Exercise prompt -> Repeat the listing below in full, exactly as it stands.

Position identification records
* * * *
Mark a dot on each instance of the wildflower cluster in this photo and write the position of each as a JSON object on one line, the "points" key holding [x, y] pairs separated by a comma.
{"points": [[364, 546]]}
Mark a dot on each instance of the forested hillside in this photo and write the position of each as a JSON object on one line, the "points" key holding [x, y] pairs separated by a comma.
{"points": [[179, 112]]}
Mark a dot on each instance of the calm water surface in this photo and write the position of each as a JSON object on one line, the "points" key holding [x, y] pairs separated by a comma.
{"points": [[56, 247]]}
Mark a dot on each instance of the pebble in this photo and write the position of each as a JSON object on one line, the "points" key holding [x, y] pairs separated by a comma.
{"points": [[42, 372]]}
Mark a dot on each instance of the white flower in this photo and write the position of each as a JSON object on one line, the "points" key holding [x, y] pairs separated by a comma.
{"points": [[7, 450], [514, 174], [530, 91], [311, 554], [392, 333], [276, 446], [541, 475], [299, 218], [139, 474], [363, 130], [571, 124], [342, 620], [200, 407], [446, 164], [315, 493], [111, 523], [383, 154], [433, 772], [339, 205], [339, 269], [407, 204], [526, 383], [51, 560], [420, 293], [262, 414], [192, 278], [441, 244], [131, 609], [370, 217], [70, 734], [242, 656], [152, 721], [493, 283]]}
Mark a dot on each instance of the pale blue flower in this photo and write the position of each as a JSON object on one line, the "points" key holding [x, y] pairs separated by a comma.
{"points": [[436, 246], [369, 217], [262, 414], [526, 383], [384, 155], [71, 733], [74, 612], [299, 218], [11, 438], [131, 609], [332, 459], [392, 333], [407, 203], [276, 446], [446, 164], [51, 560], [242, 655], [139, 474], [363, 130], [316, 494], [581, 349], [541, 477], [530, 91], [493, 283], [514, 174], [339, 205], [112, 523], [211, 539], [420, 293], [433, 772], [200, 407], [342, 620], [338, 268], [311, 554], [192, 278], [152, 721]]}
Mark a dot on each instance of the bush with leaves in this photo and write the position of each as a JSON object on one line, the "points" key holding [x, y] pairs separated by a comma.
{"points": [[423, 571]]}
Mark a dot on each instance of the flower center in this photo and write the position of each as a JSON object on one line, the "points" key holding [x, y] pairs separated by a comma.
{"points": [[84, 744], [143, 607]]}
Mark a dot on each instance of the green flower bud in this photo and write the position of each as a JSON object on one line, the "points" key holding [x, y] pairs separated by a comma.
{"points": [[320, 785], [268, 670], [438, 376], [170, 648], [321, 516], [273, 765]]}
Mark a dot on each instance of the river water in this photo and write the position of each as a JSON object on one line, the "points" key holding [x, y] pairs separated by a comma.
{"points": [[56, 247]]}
* * * *
Exercise answer ->
Mark a dot on each instance of the wildflower cluster in this photo and write the position of each as a JSON object on one line, the "points" key holding [x, y] pairs separated by a comma.
{"points": [[364, 546]]}
Mark a dot on each instance of the forested hillside in this photo and write the position of each as a JSON object on one line, the "points" key holding [x, y] pairs separated by a comma.
{"points": [[179, 112]]}
Mark a dot on each instance of the calm water surface in this photo and write the position of each as a JSON object on one line, the "points" key holding [x, y] pairs separated by a comma.
{"points": [[56, 247]]}
Mark a dot on each instance of the pebble in this photo and write the position of each as a JSON object on one line, the "points" key holding [x, y] pairs separated by a comma.
{"points": [[42, 372]]}
Mark a dot on each instance of the white flower in this photo and write the position of each as a JSON object on one line, the "points" key holding [x, y] pairs separated by a comma.
{"points": [[7, 450], [514, 174], [530, 91], [311, 554], [392, 333], [276, 446], [541, 475], [299, 218], [139, 474], [363, 130], [571, 124], [342, 620], [200, 407], [446, 164], [315, 493], [111, 523], [383, 154], [433, 772], [339, 205], [339, 269], [407, 204], [526, 383], [51, 560], [420, 293], [262, 414], [192, 278], [441, 244], [131, 609], [370, 217], [70, 734], [242, 656], [152, 721], [493, 283]]}
Mark a dot on each instance of the pale blue flower in this photo and write the position of each as a JSON object on one line, the "points" key holding [x, y] pairs separated by a comma.
{"points": [[436, 246], [369, 217], [262, 414], [526, 383], [384, 155], [71, 733], [74, 612], [299, 218], [11, 438], [131, 609], [332, 459], [392, 333], [407, 203], [276, 446], [446, 164], [51, 560], [242, 655], [139, 474], [363, 130], [316, 494], [581, 349], [541, 477], [530, 91], [493, 283], [514, 174], [339, 205], [112, 523], [211, 539], [420, 293], [433, 772], [200, 407], [342, 620], [338, 268], [311, 554], [192, 278], [152, 721]]}
Mark a dot on each instance of the bush with leaves in this photo and write the position of each as a JSON object on one line, the "points" key holding [x, y] pairs separated by a comma.
{"points": [[423, 571]]}
Mark a dot on each instance of the flower center in this photo and write the position of each as a JSON object on one line, the "points" key holding [x, y] pairs separated by a comma.
{"points": [[84, 744], [143, 607]]}
Mark a dot on each instance of the green flower bud in this photo and write the position of each as a JSON object on one line, the "points" key holding [x, y] pairs separated by a comma.
{"points": [[320, 785], [268, 670], [438, 376], [170, 648], [321, 516], [273, 765]]}
Mark a dot on each instance of the river water in this photo and write the position of each as a JSON object on one line, the "points" key holding [x, y] pairs separated by a comma.
{"points": [[56, 247]]}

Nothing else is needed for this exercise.